▶ What the task asks: Repeat, exactly as written, the line containing "x=252, y=191" and each line after it through the end of the data.

▶ Data to use:

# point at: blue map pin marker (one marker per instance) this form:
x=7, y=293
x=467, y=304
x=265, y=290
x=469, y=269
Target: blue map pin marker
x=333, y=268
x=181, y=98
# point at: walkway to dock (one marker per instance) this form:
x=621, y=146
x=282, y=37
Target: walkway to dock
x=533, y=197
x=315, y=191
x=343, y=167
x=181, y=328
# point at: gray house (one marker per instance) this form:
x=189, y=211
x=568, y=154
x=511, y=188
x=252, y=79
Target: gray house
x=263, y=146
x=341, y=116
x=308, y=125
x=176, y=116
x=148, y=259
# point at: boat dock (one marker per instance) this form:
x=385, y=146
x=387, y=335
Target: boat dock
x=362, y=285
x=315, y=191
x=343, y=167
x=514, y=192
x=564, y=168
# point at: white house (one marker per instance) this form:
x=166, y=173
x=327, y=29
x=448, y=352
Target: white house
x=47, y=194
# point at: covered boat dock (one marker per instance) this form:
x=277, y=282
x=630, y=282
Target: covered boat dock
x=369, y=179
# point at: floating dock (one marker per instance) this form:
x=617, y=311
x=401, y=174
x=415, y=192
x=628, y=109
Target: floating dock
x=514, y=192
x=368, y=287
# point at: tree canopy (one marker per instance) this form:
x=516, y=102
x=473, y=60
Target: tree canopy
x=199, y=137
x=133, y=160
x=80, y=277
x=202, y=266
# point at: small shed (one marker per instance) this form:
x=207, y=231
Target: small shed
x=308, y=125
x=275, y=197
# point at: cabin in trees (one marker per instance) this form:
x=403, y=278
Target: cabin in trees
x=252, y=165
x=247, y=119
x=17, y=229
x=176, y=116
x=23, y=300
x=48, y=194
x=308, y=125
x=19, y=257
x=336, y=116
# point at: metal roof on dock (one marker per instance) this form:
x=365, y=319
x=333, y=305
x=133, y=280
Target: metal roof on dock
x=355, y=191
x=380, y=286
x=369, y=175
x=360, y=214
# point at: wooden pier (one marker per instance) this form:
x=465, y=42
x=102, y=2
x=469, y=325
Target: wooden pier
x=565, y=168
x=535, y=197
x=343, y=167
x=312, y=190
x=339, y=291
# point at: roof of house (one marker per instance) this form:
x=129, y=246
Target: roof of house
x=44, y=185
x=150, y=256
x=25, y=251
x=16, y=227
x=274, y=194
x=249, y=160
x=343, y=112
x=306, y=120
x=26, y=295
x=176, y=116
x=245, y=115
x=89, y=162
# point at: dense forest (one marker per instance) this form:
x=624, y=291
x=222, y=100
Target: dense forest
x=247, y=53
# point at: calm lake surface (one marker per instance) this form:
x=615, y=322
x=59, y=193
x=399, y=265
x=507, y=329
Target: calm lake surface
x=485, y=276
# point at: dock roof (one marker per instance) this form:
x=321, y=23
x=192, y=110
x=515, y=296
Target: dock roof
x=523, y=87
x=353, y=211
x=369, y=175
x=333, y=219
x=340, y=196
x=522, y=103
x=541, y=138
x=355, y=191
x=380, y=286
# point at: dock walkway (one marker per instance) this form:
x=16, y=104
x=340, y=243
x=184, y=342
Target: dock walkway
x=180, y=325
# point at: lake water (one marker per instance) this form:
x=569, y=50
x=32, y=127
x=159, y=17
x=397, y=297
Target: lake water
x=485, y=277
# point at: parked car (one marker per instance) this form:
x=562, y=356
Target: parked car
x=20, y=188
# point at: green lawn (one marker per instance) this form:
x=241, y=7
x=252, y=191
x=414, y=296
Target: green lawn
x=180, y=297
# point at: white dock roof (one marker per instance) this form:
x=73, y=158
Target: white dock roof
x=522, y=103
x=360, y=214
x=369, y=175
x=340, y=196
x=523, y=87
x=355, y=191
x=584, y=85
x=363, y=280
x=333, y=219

▶ Expected output:
x=252, y=191
x=414, y=296
Target: green lawn
x=180, y=297
# point at: white dock roof (one marker per instance) this form:
x=73, y=158
Target: white dock roof
x=522, y=103
x=360, y=214
x=369, y=175
x=340, y=196
x=523, y=87
x=355, y=191
x=584, y=85
x=363, y=280
x=333, y=219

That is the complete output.